Problem to solve: From the data below, set down exactly the lines between the one holding "316L598 349L594 317L640" and the one holding "box: [591, 418, 613, 426]", inclusive, and no others.

● ● ● ●

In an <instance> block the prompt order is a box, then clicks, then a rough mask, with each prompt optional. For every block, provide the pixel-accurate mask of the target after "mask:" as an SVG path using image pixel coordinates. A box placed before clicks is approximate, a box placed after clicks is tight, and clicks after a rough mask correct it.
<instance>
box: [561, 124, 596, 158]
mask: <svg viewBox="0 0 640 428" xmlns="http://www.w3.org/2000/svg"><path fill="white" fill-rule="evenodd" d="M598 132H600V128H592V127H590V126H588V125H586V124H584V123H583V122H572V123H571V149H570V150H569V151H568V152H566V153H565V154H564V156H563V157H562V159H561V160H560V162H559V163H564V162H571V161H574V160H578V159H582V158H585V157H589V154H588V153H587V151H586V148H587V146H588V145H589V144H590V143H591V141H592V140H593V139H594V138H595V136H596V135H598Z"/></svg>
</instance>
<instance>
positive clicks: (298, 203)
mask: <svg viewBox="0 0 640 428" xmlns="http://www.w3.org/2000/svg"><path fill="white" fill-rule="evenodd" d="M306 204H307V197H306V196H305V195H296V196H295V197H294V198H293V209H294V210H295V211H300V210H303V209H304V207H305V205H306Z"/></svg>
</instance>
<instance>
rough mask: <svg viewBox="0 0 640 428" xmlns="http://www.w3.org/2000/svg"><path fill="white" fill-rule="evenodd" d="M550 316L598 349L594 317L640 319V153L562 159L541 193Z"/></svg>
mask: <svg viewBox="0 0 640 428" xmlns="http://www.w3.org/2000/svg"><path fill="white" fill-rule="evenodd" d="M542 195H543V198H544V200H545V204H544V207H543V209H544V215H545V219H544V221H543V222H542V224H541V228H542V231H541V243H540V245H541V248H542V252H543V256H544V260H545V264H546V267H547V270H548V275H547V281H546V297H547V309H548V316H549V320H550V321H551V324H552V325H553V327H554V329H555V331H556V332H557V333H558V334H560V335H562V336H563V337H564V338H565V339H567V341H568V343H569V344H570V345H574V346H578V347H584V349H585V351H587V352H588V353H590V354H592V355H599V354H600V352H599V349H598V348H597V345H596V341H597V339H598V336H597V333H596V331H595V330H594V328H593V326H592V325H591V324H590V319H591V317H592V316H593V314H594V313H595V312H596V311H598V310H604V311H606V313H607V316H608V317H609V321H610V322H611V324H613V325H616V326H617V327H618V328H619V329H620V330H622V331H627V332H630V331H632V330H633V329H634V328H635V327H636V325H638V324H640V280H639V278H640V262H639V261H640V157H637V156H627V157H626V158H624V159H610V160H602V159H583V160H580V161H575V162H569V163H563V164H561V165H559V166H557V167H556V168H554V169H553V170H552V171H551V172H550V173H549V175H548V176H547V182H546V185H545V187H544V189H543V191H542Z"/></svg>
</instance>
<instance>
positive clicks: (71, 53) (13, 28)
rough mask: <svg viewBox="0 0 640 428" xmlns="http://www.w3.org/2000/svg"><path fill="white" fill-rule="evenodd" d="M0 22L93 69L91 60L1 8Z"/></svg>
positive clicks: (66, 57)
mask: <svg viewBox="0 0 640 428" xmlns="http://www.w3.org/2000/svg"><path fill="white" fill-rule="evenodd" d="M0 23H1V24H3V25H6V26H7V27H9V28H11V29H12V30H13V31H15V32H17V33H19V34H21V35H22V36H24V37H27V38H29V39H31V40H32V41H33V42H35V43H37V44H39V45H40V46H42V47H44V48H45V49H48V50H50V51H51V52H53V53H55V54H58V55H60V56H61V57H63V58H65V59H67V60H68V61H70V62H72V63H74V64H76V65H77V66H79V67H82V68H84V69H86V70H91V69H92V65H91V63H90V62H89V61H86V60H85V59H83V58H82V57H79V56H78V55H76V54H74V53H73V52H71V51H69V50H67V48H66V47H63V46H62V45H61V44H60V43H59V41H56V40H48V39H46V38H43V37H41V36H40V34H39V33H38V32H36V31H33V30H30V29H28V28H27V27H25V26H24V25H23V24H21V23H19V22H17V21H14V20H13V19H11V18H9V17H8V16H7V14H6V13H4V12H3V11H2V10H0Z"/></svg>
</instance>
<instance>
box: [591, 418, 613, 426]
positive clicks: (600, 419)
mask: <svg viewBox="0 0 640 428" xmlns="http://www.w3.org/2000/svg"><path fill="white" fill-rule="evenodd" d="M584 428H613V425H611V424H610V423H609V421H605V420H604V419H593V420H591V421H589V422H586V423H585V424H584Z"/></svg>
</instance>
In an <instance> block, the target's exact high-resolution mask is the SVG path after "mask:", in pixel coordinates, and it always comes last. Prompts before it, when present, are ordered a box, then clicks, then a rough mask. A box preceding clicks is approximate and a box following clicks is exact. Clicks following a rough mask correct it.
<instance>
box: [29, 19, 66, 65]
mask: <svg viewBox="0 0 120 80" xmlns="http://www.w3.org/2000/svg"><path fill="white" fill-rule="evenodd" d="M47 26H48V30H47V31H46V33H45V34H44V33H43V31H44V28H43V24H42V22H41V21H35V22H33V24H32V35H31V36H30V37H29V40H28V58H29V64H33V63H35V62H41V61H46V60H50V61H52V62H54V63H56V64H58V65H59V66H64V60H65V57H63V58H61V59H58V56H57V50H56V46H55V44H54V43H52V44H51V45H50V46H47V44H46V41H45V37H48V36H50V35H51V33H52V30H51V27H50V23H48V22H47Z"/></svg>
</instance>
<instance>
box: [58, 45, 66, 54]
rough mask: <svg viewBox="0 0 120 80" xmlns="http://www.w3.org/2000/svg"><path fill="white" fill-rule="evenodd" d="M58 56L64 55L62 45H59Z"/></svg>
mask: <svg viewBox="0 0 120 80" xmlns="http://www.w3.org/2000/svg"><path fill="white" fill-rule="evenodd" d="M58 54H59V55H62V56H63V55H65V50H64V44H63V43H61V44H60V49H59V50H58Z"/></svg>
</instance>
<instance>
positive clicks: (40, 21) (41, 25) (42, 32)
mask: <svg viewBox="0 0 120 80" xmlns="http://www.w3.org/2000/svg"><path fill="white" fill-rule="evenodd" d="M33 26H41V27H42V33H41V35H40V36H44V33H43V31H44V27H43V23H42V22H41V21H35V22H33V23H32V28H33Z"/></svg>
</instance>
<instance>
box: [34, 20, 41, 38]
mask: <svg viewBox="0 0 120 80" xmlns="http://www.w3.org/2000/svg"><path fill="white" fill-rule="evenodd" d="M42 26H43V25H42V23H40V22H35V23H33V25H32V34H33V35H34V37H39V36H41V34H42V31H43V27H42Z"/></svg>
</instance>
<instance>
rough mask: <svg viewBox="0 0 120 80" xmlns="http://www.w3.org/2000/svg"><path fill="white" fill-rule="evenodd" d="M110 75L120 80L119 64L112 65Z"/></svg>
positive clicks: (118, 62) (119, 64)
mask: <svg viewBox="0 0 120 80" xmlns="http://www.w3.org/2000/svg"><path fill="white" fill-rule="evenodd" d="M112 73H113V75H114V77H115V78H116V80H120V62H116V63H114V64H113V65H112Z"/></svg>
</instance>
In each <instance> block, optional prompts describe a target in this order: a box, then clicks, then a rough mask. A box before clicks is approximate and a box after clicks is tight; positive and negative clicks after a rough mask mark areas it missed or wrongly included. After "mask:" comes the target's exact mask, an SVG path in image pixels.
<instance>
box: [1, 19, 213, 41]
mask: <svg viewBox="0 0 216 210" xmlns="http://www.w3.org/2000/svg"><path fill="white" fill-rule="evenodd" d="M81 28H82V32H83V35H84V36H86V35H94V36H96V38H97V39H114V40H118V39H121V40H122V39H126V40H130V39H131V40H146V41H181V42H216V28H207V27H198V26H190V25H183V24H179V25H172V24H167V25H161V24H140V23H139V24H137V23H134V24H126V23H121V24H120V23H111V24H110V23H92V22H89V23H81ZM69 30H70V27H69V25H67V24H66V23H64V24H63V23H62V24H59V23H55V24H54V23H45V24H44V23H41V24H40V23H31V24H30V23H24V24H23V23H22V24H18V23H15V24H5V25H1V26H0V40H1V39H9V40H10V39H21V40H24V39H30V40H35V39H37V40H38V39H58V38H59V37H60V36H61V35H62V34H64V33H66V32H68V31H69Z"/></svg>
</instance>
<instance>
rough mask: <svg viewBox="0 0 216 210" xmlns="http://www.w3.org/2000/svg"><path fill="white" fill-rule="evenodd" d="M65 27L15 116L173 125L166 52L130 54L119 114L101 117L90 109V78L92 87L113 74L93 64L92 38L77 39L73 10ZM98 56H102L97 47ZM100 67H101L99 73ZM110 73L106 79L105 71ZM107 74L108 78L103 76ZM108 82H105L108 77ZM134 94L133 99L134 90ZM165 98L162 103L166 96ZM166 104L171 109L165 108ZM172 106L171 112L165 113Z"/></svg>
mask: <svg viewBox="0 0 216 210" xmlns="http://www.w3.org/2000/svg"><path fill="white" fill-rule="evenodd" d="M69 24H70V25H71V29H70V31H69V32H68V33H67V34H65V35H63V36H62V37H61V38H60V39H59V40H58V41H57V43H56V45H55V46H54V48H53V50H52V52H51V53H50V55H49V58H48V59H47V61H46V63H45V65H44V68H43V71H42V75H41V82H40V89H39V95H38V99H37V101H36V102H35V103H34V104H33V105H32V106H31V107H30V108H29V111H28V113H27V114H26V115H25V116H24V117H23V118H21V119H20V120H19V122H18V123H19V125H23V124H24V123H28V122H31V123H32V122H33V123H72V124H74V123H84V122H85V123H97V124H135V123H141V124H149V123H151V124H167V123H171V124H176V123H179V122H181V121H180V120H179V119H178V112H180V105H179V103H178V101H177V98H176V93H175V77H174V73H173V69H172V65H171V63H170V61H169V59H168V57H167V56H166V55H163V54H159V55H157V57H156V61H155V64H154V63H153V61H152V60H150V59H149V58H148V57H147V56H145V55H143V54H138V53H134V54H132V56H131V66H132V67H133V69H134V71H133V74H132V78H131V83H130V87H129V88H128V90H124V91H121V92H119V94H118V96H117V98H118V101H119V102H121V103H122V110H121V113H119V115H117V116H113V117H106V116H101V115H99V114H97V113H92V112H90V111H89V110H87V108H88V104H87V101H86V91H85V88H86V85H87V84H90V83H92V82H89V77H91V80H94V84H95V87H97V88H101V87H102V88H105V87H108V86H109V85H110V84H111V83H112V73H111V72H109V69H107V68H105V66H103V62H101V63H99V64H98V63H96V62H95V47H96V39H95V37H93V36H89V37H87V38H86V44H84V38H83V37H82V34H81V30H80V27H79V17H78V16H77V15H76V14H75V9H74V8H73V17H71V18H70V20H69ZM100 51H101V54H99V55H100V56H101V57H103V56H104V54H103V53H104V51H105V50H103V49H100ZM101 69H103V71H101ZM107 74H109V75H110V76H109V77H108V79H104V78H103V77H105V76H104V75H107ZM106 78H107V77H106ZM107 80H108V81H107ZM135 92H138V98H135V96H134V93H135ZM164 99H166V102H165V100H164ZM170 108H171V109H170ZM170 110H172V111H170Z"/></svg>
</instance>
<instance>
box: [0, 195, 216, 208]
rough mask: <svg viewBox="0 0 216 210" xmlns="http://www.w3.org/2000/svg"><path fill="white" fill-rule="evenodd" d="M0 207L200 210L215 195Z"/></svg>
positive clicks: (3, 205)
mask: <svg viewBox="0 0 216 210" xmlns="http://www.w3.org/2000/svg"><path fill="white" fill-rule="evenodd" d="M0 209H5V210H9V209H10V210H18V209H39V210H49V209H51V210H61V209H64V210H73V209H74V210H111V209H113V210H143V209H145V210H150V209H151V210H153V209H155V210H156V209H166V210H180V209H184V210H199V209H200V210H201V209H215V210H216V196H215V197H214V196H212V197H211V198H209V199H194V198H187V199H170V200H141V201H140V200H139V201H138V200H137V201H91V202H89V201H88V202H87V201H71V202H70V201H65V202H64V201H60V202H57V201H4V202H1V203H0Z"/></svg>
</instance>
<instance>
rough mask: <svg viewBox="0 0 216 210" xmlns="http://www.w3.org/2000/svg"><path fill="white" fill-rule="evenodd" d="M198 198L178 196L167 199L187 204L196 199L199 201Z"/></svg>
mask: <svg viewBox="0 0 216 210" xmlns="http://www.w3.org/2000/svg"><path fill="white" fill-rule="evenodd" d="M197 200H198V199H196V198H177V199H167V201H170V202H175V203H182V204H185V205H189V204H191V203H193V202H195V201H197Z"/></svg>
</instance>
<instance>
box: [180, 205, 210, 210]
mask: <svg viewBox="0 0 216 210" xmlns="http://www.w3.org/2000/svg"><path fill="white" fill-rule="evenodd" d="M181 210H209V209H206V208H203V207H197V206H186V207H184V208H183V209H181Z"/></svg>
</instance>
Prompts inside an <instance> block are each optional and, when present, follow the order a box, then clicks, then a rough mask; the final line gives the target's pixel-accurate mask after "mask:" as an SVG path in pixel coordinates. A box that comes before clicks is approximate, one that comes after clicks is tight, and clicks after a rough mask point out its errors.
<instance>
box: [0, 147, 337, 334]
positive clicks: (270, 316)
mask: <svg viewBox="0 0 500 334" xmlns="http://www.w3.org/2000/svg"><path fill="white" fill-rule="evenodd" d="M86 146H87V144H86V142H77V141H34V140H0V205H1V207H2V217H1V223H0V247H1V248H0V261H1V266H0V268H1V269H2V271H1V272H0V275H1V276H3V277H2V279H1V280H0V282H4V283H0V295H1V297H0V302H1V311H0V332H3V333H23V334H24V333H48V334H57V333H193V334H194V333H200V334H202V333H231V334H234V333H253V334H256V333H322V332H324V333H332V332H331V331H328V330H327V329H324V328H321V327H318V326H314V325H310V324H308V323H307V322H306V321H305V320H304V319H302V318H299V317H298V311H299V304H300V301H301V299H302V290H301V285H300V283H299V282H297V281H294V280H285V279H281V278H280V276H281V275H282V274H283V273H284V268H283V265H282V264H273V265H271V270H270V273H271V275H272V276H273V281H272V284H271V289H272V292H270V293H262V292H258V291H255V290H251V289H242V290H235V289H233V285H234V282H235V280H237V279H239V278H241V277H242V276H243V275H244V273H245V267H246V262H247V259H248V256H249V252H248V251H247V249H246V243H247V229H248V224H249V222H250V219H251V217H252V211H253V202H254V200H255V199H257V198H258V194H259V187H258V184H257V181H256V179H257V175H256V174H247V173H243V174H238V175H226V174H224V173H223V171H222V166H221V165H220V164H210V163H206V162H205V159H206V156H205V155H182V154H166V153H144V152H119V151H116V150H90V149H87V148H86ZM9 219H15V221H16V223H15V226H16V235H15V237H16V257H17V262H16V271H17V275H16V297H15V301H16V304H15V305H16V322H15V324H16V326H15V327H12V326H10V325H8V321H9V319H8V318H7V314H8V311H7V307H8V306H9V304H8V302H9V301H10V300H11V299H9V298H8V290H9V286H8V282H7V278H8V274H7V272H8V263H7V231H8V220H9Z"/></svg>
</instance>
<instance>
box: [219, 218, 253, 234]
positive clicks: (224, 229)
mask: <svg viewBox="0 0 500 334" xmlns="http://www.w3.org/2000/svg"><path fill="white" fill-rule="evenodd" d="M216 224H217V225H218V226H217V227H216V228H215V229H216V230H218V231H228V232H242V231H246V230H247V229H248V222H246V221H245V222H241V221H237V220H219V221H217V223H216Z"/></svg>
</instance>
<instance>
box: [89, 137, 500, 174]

● ● ● ●

Exercise solution:
rough mask: <svg viewBox="0 0 640 428" xmlns="http://www.w3.org/2000/svg"><path fill="white" fill-rule="evenodd" d="M550 316L598 349L594 317L640 319V153L562 159L541 193Z"/></svg>
mask: <svg viewBox="0 0 640 428" xmlns="http://www.w3.org/2000/svg"><path fill="white" fill-rule="evenodd" d="M542 195H543V198H544V200H545V204H544V207H543V209H544V215H545V219H544V221H543V222H542V224H541V228H542V231H541V243H540V245H541V248H542V252H543V256H544V260H545V264H546V267H547V270H548V275H547V281H546V297H547V309H548V316H549V320H550V321H551V324H552V325H553V327H554V329H555V331H556V332H557V333H558V334H560V335H562V336H563V337H564V338H565V339H567V341H568V343H569V344H570V345H574V346H578V347H584V349H585V351H587V352H588V353H590V354H592V355H599V354H600V352H599V349H598V348H597V345H596V341H597V339H598V336H597V333H596V331H595V330H594V328H593V326H592V325H591V324H590V319H591V317H592V316H593V314H594V313H595V312H596V311H598V310H604V311H606V313H607V316H608V317H609V321H610V322H611V324H613V325H616V326H617V327H618V328H619V329H620V330H622V331H627V332H630V331H632V330H633V329H634V328H635V327H636V325H638V324H640V280H639V278H640V262H639V261H640V157H637V156H627V157H626V158H624V159H610V160H602V159H583V160H580V161H575V162H569V163H563V164H561V165H559V166H557V167H556V168H554V169H553V170H552V171H551V172H550V173H549V175H548V176H547V182H546V185H545V187H544V189H543V191H542Z"/></svg>
</instance>
<instance>
positive clicks: (71, 53) (13, 28)
rough mask: <svg viewBox="0 0 640 428" xmlns="http://www.w3.org/2000/svg"><path fill="white" fill-rule="evenodd" d="M0 22L93 69L91 60L1 8Z"/></svg>
positive clicks: (66, 57)
mask: <svg viewBox="0 0 640 428" xmlns="http://www.w3.org/2000/svg"><path fill="white" fill-rule="evenodd" d="M0 23H1V24H3V25H6V26H7V27H9V28H11V29H12V30H13V31H15V32H17V33H19V34H21V35H22V36H24V37H27V38H29V39H31V40H32V41H33V42H35V43H37V44H39V45H40V46H42V47H44V48H45V49H48V50H50V51H51V52H53V53H55V54H58V55H60V56H61V57H63V58H65V59H67V60H68V61H70V62H72V63H74V64H76V65H77V66H79V67H82V68H84V69H86V70H91V69H92V65H91V63H90V62H89V61H86V60H85V59H83V58H82V57H79V56H78V55H76V54H74V53H73V52H71V51H69V50H67V48H66V47H63V46H62V45H61V44H60V43H59V41H56V40H48V39H46V38H43V37H41V36H40V34H39V33H38V32H36V31H33V30H30V29H28V28H27V27H25V26H24V25H23V24H21V23H19V22H17V21H14V20H13V19H11V18H9V17H8V16H7V14H6V13H4V12H3V11H2V10H0Z"/></svg>
</instance>
<instance>
box: [591, 418, 613, 426]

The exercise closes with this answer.